■ **Task to carry out**: In the material below, how many lines contain "pale"? Answer with the number alone.

■ **Data records**:
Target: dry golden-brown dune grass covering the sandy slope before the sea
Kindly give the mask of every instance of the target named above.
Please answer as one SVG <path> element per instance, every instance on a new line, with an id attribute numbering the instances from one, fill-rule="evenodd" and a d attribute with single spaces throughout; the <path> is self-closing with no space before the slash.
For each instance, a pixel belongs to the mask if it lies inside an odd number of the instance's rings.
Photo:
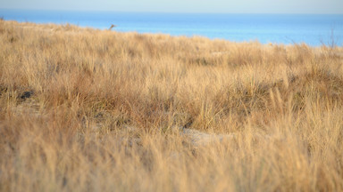
<path id="1" fill-rule="evenodd" d="M 0 20 L 0 191 L 343 191 L 342 65 Z"/>

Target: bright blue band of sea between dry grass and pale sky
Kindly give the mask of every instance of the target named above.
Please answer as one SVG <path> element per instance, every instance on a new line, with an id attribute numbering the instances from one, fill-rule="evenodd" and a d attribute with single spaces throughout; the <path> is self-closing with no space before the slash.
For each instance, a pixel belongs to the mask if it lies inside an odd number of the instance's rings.
<path id="1" fill-rule="evenodd" d="M 229 14 L 63 12 L 0 10 L 4 20 L 74 24 L 80 27 L 171 36 L 206 36 L 233 42 L 262 44 L 331 44 L 343 46 L 343 14 Z"/>

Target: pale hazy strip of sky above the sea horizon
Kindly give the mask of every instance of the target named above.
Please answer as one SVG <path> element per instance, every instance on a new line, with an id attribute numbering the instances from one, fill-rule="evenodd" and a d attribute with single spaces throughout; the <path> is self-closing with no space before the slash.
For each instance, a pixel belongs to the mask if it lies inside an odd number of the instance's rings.
<path id="1" fill-rule="evenodd" d="M 343 0 L 0 0 L 0 9 L 342 14 Z"/>

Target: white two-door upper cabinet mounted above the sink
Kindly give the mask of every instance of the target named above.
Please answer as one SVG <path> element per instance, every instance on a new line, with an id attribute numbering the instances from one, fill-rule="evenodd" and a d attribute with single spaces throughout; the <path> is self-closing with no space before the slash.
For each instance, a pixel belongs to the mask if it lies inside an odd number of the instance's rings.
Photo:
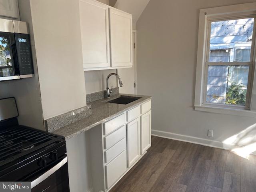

■ **Output for this exercise**: 2